• [Text provided]:
In accordance with the Staff’s policy with respect to requests for confidential treatment of responses to the Staff’s comment letters, we are submitting two separate letters to the Staff’s comments. Concurrent with the submission to you of this letter, confidential treatment of portions of this letter is being requested under the Commission’s rules in accordance with 17 C.F.R. § 200.83. Accordingly, a separate version of this response letter containing confidential information of the Company is being filed by hand and not via EDGAR. This letter being submitted via EDGAR does not contain confidential information of the Company and, therefore, is not submitted on a confidential basis.

Form 20-F for the Fiscal Year Ended December 31, 2010

 

Petroleum Engineering Comments

Risk Factors, page 5

Risks associated with the exploration and production of oil and natural gas, page 6

1. Please expand your disclosure here to present the consequences of loss of hydrocarbon containment during drilling, transportation and processing. Address offshore operations separately.

• [Problem to solve]: According to the response letter, how is the version containing the Company's confidential information being filed? The items placed after the response letter are separate material, unrelated to it.

• [Listed entries]:
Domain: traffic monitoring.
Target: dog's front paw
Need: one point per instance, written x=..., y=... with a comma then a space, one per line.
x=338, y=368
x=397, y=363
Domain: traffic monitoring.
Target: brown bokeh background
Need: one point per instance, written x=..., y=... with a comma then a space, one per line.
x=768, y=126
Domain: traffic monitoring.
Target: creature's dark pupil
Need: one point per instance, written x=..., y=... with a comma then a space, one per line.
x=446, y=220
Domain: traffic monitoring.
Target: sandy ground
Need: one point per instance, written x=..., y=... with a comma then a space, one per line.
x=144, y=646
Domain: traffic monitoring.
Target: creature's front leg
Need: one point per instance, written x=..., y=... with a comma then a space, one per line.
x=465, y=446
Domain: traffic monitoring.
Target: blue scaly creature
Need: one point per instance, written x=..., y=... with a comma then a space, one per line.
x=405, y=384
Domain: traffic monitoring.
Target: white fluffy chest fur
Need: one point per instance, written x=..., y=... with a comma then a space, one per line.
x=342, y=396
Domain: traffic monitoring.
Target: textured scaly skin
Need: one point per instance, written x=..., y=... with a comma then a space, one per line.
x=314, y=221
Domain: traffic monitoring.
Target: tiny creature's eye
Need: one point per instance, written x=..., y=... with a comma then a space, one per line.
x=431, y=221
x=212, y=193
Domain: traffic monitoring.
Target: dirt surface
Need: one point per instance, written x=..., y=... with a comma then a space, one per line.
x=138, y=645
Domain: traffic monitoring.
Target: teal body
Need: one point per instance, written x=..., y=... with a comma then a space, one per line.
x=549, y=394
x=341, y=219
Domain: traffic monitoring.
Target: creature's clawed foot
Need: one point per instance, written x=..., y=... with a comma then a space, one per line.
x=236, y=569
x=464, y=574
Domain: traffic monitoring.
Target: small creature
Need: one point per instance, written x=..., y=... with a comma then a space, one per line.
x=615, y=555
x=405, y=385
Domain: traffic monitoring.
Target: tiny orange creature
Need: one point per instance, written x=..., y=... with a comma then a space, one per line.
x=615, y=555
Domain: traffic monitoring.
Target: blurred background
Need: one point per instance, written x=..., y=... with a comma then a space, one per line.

• [Result of the task]: By hand, not via EDGAR.